[BEGIN READING PASSAGE]
Wednesday, July 20, 2011


The Beatles and The Four Stages of Psycho-spiritual Consciousness

“The more I go into this spiritual thing, the more I realize that...something else is doing it.” ~ George Harrison

Nearly 2,000 years ago, four Gospels named for Matthew, Mark, Luke and John changed the course of human consciousness and history. Fast forward almost 2,000 years to twentieth century Europe and America--a time of dehumanizing technology, world wars, political tyranny, religious decline and civil unrest. This soul-malaise moved Carl Jung in 1933 to write about Modern Man in Search of a Soul. Less than thirty years after Jung's assessment, four young English musicians named John, Paul, George and Ringo took the world on a psycho-spiritual magical mythical tour of soul evolution. With their lives and music the Beatles would penetrate a rigid Western consciousness, expanding it like a Rubber Soul.
[END READING PASSAGE]
[BEGIN GIVEN INFORMATION]
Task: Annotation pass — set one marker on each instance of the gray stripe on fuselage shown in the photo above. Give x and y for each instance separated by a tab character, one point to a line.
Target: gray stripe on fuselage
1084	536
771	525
[END GIVEN INFORMATION]
[INSTRUCTIONS]:
- a) In the Beatles post, what year did Carl Jung write about Modern Man in Search of a Soul?
- b) Quote the Beatles post, starting at the words "The Beatles and" and stopping after "a Rubber Soul.".
- c) Pick up the post on the Beatles and the four stages of consciousness after its last sentence and keep writing.

[REPLIES]:
- a) 1933

- b)
The Beatles and The Four Stages of Psycho-spiritual Consciousness

“The more I go into this spiritual thing, the more I realize that...something else is doing it.” ~ George Harrison

Nearly 2,000 years ago, four Gospels named for Matthew, Mark, Luke and John changed the course of human consciousness and history. Fast forward almost 2,000 years to twentieth century Europe and America--a time of dehumanizing technology, world wars, political tyranny, religious decline and civil unrest. This soul-malaise moved Carl Jung in 1933 to write about Modern Man in Search of a Soul. Less than thirty years after Jung's assessment, four young English musicians named John, Paul, George and Ringo took the world on a psycho-spiritual magical mythical tour of soul evolution. With their lives and music the Beatles would penetrate a rigid Western consciousness, expanding it like a Rubber Soul.

- c)
In their early years, the four teens were influenced by what had been dubbed the Beat Generation, a term coined by a group of American writers, artists and rebels like Jack Kerouac, Allen Ginsberg and William S. Burroughs who came to prominence in the late 1950s and early 1960s. The term beat connoted being "beat down by the establishment," but Kerouac added the paradoxically optimistic notion of restoring a new "upbeat and beatific” vision of consciousness. The four English musicians liked the symbolism and called themselves The Beatles. John Lennon felt "beat down" by life, and with his assertive rhythm guitar caused the band to explore all human emotions. Lennon said, "My role in to try and express what we all feel...Not as a preacher, not as a leader, but as a reflection of us all" (Beatles Biography 83). James Paul McCartney, undeniably the most musically balanced of the four, added stability and an almost naive "upbeat" optimism. Paul Vallely said of McCartney, "Paul McCartney is one of those people who has represented the hopes and aspirations of those born in the baby-boom era, which had its awakening in the Sixties" (The Independent). Add the slaphappy no-rolls drumming of Richard Starkey whom Lennon called "quite simply the heart of the Beatles," and the shy spiritually minded George Harrison with his rockabilly guitar style, and you have what drug guru and Harvard psychologist Timothy Leary, in his book The Politics of Ecstasy, called, “The message from Liverpool...the Newest Testament, chanted by Four Evangelists-saints John, Paul, George, and Ringo" (134).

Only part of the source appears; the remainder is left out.